Work instructions →
1. List the username of every person who posts in the account-deletion thread.
2. Echo the account-deletion thread from "Thanks guys. It" to "I should do.".
3. Condense the paragraph of the account-deletion thread that begins "This is one of the few forums" into a shorter version that keeps its main facts.

#### Quoted text

# How to delete account



## Red_Rose (Mar 18, 2007)

It's there any way to delete/deactivate your account? I've considered deactivating my account but I don't see an option for it.


----------



## Doc7 (Feb 27, 2017)

Not sure of an option. What I would do is go to your Settings page, uncheck all of the “Email me when...” options.

Then it’s just a matter of logging out and not coming back, or at least not logging back in.


----------



## hoppycalif (Apr 7, 2005)

Red_Rose said:


> It's there any way to delete/deactivate your account? I've considered deactivating my account but I don't see an option for it.


How about, as an alternative, tell us what would encourage you to keep your account?


----------



## Michael (Jul 20, 2010)

Yes, please don't let one unwanted criticism make you leave.


----------



## Red_Rose (Mar 18, 2007)

hoppycalif said:


> How about, as an alternative, tell us what would encourage you to keep your account?





Michael said:


> Yes, please don't let one unwanted criticism make you leave.


Thanks guys. It has nothing to do with any criticism. Before I joined here, I once had someone threaten to hunt me down because I asked "What happened to this forum?" when a small group of people turned a forum for button quails into their own personal chatroom so it takes a lot to try to run me off. Lol

This is one of the few forums that I've posted on for a long duration. When I signed back in after many years, I didn't expect a flood of memories and emotions of things I've went through with family, etc., during my journey in aquarium keeping to suddenly come back at me when I read through my post history. Sounds silly, right? That's why I thought about starting anew. I'm still on the fence on what I should do.


----------

########
#### Dataset entries

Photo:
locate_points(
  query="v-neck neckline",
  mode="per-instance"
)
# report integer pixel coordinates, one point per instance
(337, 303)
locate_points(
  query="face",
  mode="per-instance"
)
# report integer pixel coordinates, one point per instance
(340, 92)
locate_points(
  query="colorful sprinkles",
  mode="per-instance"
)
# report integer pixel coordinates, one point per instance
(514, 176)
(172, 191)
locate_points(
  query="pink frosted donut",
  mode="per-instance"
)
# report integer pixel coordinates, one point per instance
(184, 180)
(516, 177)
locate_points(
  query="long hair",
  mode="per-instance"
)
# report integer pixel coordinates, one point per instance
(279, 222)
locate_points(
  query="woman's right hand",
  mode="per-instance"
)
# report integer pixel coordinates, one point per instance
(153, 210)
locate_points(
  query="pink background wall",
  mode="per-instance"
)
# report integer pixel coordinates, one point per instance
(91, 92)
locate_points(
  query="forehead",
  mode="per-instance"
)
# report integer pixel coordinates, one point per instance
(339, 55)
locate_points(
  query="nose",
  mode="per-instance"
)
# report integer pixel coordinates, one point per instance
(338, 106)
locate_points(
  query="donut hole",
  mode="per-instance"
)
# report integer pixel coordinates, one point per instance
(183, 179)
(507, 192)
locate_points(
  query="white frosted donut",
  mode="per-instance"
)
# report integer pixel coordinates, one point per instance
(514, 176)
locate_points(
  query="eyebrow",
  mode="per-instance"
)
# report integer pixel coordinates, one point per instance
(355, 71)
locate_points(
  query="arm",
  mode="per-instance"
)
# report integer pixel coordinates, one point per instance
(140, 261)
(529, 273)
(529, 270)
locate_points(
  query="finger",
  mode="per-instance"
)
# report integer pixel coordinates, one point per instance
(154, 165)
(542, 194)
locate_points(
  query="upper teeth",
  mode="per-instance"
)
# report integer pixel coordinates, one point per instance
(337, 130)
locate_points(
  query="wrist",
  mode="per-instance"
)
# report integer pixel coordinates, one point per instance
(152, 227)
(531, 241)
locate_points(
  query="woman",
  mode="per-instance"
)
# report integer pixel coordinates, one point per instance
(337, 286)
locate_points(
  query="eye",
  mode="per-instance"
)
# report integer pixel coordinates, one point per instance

########

Expected responses →
1. Red_Rose, Doc7, hoppycalif, Michael

2.
Thanks guys. It has nothing to do with any criticism. Before I joined here, I once had someone threaten to hunt me down because I asked "What happened to this forum?" when a small group of people turned a forum for button quails into their own personal chatroom so it takes a lot to try to run me off. Lol

This is one of the few forums that I've posted on for a long duration. When I signed back in after many years, I didn't expect a flood of memories and emotions of things I've went through with family, etc., during my journey in aquarium keeping to suddenly come back at me when I read through my post history. Sounds silly, right? That's why I thought about starting anew. I'm still on the fence on what I should do.

3. This is one of the few forums the poster has used for a long time. After many years away, rereading the post history unexpectedly brought back memories and emotions about family and other things from years of aquarium keeping. That prompted the thought of starting anew, but the poster is still undecided.